RECORDS SUPPLIED: Begin

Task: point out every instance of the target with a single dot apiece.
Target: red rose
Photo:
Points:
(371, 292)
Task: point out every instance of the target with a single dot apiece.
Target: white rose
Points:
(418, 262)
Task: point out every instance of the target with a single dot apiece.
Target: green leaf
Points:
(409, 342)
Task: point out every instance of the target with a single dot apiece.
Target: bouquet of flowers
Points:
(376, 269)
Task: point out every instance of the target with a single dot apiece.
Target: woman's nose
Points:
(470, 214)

RECORDS SUPPLIED: End
RECORDS SUPPLIED: Begin

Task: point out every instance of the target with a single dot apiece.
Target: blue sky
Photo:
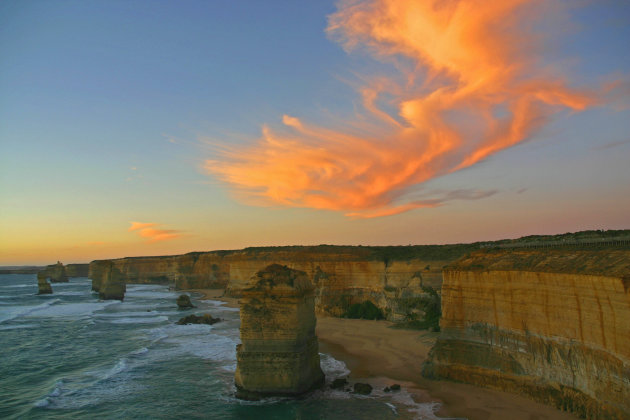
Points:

RECORDS SUPPLIED: End
RECORDS SUPPLIED: Begin

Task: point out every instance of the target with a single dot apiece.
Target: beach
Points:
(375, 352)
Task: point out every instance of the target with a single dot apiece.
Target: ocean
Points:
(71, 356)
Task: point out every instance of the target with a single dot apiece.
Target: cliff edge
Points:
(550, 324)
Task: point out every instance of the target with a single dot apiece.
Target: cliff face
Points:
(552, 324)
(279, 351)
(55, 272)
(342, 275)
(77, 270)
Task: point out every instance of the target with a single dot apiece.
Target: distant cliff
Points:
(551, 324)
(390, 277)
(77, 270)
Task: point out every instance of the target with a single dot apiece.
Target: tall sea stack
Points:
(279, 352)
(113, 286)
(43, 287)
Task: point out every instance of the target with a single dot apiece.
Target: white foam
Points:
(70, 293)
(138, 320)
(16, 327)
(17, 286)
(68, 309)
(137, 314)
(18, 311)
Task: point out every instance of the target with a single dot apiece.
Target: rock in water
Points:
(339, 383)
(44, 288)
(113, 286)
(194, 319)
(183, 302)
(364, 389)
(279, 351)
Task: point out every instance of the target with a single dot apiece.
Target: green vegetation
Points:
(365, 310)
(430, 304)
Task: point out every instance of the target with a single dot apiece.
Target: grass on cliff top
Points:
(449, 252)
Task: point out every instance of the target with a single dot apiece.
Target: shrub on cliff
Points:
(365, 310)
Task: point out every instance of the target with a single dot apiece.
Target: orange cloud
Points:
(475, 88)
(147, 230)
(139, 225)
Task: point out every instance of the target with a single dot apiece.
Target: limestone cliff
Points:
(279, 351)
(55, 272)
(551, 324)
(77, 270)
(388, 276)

RECORDS SUPPLIED: End

### [WORK REQUIRED]
All lines of the data that hold "white" need to be copied.

### [EXERCISE OUTPUT]
Target: white rose
Target: white foam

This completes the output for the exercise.